▸ **WHAT THE TASK REQUIRES**
Which lines of the entries below contain the string "spokes"? Copy each one.
:: THE INPUT ::
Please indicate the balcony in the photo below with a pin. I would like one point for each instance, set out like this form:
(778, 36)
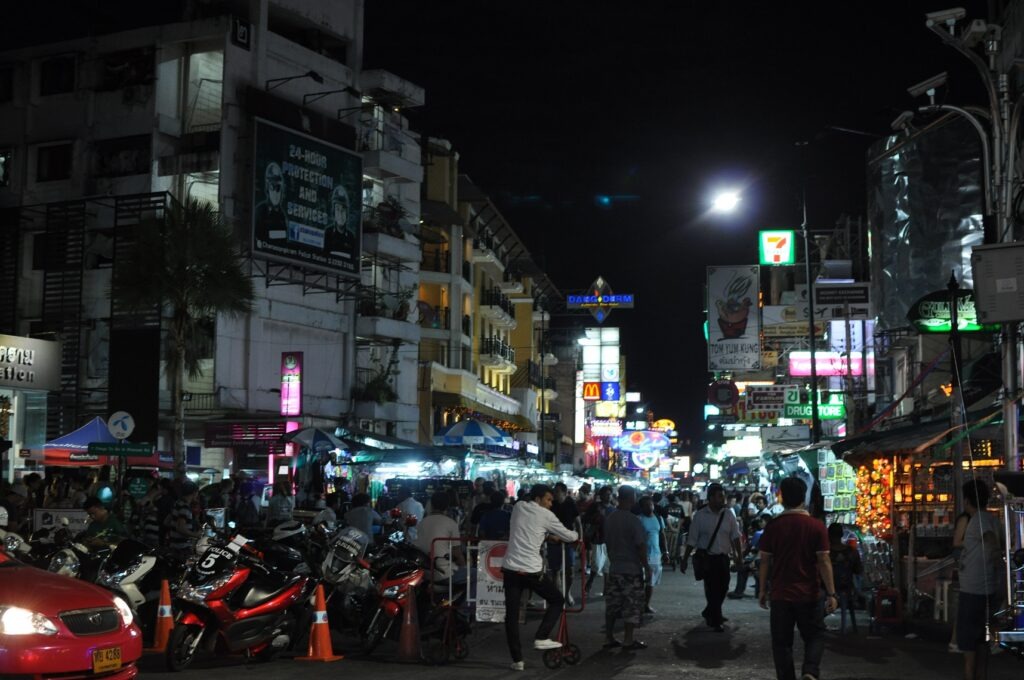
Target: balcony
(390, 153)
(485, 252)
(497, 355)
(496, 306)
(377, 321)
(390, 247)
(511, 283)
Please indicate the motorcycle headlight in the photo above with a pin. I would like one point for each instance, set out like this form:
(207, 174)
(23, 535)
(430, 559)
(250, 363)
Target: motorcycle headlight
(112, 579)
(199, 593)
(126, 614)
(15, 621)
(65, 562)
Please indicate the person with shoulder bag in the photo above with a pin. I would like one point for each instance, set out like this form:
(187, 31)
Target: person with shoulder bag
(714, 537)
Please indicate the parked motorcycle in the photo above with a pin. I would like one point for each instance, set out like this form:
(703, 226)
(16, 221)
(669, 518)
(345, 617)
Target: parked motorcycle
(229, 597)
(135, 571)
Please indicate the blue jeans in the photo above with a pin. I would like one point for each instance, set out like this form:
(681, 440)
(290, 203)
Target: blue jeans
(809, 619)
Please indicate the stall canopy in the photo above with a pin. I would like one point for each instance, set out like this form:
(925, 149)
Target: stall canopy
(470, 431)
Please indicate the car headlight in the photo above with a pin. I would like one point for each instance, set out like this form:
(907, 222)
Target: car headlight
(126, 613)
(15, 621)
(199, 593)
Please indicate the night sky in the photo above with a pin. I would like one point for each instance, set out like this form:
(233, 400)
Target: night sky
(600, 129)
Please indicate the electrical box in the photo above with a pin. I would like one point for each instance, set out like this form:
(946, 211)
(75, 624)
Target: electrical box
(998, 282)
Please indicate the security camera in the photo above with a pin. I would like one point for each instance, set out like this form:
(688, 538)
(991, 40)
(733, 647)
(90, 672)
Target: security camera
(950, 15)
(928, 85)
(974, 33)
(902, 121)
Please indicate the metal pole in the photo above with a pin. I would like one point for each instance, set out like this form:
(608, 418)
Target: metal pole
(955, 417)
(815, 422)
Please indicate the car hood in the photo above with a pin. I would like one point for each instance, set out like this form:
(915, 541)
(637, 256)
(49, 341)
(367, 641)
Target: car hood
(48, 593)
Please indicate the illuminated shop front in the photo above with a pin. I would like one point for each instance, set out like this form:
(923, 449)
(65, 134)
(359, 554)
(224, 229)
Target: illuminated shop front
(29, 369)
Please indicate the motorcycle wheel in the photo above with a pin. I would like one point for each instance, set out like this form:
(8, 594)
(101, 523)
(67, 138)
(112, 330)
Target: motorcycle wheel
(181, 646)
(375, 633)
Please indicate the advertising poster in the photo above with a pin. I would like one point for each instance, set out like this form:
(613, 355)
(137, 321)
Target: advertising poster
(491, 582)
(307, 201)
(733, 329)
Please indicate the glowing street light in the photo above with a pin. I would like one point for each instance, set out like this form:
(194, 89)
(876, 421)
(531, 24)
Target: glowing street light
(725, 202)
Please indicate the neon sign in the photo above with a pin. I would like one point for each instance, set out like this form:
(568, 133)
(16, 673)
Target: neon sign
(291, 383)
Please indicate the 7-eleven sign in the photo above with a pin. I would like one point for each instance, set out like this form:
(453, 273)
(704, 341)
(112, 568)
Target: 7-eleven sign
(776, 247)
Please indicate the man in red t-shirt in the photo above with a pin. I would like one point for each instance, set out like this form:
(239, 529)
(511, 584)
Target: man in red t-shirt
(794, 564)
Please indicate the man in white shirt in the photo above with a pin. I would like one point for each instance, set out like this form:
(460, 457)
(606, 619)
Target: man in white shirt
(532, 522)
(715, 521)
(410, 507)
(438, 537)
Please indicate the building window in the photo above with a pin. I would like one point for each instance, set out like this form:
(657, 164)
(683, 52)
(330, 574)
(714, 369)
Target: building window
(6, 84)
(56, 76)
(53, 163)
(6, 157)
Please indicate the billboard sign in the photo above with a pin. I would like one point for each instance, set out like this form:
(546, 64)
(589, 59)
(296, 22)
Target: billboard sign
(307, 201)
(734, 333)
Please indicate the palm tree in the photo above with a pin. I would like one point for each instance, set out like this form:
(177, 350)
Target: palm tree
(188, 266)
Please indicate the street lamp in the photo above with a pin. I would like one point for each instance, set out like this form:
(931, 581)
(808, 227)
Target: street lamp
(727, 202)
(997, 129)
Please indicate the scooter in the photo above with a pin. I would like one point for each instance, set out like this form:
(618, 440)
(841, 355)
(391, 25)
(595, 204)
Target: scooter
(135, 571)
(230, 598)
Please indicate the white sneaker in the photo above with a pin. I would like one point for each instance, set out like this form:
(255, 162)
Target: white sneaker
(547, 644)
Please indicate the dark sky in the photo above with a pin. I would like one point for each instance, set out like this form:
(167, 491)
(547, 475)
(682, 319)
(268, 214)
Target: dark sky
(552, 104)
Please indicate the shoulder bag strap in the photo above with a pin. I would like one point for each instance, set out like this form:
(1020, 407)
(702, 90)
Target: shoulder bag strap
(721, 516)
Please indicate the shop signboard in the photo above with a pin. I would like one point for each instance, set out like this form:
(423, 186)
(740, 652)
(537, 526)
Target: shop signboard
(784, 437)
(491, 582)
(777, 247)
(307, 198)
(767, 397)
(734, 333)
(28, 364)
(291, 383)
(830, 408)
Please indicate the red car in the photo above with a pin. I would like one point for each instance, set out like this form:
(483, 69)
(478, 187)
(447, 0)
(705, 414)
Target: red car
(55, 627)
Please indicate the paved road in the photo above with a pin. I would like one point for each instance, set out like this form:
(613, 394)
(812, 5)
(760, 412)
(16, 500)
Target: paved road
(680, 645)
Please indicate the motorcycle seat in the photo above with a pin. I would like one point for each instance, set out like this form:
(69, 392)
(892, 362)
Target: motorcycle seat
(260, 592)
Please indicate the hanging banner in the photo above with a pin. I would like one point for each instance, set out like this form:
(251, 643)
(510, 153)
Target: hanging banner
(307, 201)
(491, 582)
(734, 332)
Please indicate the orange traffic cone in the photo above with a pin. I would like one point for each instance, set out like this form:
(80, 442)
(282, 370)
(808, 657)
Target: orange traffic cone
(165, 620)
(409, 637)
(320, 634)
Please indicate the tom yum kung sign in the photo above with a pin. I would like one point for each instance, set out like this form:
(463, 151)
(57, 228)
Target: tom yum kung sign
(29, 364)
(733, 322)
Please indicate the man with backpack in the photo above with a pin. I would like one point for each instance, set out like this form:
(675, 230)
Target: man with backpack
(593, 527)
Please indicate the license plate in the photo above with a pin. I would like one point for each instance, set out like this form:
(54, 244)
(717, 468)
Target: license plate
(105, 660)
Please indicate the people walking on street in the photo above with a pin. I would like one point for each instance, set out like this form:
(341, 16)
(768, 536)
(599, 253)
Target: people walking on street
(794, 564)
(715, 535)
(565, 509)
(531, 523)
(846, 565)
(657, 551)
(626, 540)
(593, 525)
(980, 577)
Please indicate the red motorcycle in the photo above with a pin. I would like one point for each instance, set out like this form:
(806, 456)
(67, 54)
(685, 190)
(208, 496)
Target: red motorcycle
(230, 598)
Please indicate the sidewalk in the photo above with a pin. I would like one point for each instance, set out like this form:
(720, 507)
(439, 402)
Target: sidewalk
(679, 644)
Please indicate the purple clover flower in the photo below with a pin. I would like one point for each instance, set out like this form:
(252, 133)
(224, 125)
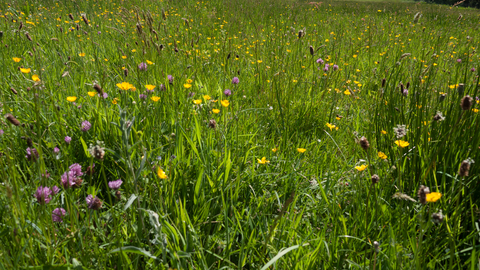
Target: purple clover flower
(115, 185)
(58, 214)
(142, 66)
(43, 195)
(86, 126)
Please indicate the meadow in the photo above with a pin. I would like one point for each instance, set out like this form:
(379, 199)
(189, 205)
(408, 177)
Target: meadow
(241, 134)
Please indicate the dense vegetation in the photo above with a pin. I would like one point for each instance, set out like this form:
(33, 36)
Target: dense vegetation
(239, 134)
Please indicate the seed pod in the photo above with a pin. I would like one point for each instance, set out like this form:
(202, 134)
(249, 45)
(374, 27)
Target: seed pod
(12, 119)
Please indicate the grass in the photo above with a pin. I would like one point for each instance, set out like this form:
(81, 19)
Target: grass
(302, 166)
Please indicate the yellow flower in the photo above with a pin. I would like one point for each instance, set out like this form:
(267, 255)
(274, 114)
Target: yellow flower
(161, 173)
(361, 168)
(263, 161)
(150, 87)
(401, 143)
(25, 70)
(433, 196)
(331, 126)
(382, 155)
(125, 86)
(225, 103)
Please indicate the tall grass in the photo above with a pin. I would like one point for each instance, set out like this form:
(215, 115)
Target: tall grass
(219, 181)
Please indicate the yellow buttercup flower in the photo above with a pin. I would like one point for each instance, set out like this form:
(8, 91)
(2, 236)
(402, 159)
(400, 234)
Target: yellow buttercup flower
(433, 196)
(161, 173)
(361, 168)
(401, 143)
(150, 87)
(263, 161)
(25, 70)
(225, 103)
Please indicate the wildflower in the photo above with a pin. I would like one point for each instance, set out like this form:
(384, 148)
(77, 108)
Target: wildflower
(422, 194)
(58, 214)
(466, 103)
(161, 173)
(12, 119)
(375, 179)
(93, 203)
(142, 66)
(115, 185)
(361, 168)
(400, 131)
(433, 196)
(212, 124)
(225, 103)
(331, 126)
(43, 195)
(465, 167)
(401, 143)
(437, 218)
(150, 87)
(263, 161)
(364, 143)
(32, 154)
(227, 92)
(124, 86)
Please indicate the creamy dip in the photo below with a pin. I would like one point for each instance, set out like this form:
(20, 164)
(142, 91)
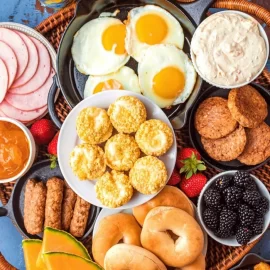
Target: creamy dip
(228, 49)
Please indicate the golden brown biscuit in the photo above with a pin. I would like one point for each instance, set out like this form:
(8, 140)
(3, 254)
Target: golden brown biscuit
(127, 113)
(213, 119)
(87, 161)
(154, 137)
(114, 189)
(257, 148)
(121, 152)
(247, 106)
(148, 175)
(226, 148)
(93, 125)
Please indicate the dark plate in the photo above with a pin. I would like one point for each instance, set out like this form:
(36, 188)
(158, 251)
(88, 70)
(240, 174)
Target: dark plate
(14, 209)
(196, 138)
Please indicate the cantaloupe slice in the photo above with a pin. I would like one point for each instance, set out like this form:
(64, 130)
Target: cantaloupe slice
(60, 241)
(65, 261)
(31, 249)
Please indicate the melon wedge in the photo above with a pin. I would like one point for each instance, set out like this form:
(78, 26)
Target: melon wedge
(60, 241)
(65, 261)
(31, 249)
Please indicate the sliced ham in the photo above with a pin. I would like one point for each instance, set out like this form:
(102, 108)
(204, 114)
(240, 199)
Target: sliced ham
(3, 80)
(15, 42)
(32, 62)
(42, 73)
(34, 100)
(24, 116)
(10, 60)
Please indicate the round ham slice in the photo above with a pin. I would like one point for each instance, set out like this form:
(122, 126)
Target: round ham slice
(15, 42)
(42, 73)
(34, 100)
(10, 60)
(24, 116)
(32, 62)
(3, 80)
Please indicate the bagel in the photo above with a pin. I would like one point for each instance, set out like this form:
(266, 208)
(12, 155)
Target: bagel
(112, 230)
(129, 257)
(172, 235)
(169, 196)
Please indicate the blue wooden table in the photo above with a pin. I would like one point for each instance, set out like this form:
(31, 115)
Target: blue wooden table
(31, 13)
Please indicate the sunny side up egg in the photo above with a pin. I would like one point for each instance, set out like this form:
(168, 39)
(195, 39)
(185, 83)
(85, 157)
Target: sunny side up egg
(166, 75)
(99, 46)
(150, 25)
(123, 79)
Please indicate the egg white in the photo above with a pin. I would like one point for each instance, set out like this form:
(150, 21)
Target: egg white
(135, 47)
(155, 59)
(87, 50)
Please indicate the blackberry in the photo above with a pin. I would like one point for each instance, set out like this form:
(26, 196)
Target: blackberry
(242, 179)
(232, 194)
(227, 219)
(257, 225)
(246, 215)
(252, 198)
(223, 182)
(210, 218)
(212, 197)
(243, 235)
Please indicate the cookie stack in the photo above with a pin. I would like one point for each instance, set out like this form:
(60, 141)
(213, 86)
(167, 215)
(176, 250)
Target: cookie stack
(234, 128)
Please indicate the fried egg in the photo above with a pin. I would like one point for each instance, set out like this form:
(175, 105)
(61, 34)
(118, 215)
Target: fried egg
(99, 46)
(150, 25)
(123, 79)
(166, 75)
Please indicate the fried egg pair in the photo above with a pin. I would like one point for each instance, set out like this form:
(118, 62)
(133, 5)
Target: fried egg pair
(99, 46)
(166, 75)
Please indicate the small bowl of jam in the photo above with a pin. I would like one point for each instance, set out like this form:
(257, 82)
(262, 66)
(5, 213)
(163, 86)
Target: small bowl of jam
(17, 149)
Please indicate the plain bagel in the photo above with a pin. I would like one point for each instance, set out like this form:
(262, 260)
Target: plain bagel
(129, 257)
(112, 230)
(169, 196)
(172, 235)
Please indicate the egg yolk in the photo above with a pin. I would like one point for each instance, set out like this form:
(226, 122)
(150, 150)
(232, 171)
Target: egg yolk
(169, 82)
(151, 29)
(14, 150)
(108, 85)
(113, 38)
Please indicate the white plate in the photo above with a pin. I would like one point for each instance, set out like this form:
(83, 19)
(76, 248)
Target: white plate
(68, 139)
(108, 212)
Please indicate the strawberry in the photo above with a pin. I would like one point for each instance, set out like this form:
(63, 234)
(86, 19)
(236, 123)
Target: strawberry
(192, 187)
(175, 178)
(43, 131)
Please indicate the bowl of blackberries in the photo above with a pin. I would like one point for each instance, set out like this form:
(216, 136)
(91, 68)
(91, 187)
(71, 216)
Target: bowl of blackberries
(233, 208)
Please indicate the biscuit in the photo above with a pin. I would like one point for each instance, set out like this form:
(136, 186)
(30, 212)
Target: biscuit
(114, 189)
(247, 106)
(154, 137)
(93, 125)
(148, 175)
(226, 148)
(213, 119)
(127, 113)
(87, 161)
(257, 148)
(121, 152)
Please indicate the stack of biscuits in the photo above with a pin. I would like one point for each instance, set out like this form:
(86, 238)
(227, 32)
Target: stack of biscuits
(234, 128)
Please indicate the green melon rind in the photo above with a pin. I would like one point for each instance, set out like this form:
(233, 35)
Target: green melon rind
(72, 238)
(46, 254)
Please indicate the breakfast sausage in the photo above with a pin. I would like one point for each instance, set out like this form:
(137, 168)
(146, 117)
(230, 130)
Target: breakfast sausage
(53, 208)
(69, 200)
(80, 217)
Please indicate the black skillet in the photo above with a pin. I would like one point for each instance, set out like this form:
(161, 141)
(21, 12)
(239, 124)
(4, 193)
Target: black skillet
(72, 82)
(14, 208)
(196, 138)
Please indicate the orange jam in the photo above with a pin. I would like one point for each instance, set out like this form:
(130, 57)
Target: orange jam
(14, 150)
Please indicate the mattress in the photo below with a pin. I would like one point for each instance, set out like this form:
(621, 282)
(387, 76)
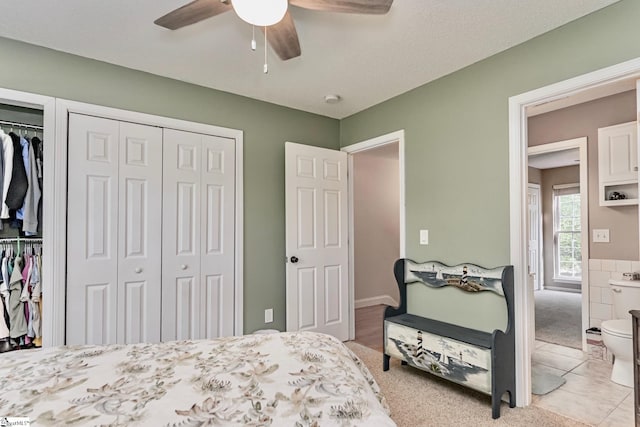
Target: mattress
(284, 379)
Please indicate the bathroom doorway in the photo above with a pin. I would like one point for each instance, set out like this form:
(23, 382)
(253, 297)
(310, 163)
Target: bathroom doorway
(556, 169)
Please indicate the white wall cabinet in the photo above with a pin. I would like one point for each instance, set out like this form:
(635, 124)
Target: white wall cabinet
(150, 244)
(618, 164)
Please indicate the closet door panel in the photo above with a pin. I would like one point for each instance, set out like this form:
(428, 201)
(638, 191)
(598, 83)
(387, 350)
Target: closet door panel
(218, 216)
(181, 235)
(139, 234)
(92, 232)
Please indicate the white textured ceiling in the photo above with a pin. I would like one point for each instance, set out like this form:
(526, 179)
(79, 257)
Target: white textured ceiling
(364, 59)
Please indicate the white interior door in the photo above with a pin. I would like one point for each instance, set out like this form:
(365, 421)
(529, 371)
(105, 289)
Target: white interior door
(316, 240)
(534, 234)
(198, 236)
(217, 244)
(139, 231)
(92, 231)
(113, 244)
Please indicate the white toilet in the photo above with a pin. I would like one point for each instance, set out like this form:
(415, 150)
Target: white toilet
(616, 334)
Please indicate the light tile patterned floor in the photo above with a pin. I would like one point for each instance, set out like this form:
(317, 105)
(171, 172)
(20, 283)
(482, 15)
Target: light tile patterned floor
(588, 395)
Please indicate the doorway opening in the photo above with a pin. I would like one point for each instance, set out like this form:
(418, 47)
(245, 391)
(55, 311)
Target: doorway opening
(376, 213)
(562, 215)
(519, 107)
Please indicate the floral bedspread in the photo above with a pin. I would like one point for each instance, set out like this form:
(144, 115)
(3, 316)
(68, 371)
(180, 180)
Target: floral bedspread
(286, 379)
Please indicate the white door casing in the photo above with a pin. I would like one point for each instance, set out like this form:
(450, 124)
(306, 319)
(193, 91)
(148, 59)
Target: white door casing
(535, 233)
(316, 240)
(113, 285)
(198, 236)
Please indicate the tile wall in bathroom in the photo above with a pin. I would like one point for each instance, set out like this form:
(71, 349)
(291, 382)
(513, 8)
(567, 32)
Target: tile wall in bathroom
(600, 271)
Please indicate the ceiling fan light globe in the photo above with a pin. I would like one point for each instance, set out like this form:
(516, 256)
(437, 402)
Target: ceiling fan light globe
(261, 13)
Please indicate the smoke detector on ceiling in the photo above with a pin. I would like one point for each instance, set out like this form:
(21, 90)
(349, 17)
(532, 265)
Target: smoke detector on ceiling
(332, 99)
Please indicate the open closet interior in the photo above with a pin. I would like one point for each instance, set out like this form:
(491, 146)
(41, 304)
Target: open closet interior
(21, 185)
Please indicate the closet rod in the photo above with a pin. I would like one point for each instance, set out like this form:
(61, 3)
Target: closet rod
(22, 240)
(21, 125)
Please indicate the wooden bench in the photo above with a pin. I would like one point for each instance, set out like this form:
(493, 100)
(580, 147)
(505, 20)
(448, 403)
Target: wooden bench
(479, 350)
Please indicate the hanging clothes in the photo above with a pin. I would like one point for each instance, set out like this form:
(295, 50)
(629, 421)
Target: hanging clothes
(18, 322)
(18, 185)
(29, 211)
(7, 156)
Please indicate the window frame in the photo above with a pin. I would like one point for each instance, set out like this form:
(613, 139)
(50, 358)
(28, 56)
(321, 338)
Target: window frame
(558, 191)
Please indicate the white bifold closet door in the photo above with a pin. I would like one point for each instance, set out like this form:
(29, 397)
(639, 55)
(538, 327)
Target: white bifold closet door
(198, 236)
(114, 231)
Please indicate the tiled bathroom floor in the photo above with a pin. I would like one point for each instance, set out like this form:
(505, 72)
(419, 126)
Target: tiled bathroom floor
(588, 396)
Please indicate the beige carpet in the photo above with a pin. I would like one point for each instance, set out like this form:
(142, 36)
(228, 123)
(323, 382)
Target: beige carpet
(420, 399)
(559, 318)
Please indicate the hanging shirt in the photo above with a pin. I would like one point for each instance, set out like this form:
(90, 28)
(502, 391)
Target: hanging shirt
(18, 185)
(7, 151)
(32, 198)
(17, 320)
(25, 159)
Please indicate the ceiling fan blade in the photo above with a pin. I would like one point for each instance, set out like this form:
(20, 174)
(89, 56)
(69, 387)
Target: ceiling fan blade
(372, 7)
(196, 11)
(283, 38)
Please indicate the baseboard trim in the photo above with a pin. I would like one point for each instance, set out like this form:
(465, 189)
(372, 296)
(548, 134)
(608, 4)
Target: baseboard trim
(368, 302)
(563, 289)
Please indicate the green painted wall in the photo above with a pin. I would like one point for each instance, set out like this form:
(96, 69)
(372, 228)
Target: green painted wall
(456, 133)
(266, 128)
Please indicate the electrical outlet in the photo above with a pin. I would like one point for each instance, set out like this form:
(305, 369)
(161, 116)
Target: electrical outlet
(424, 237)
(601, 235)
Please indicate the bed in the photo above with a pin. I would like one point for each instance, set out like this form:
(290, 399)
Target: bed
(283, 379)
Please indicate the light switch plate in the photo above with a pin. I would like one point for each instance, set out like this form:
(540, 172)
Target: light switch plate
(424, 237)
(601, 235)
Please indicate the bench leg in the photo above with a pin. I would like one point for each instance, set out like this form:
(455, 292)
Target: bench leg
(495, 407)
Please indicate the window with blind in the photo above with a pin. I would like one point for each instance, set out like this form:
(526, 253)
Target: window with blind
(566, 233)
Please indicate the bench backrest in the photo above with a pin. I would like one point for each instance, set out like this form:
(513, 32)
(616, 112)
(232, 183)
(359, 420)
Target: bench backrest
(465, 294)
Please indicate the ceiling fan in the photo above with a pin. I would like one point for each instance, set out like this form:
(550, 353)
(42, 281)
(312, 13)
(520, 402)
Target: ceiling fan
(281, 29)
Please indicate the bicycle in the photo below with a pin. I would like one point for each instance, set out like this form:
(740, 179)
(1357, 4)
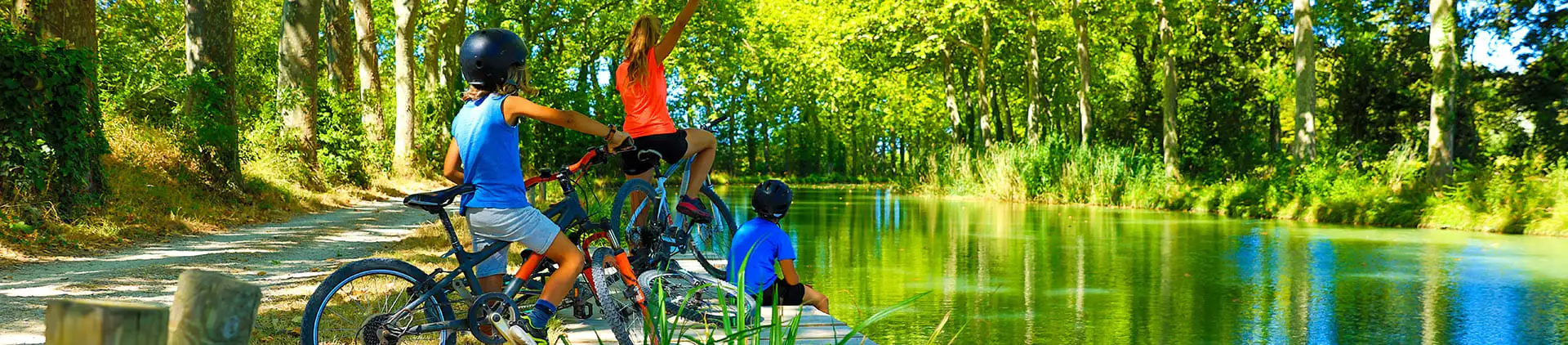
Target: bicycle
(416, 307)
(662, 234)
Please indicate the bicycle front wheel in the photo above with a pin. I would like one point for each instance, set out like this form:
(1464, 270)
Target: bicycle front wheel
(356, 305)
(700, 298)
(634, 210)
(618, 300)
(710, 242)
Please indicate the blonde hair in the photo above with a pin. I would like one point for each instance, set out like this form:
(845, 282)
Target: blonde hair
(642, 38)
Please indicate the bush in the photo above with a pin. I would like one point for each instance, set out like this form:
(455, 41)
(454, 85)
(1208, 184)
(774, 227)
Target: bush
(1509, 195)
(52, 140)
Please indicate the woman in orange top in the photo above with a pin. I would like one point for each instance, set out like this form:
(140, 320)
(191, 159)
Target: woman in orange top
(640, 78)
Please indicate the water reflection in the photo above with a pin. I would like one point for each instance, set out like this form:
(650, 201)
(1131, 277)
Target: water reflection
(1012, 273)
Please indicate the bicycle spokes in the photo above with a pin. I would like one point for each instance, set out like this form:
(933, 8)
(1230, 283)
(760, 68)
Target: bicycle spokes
:::
▸ **RESPONSE BELOW**
Please indicate the bicycle spokes in the photo above with a pin. I would like one point for each instance, set out like this form:
Target: bicycle spokes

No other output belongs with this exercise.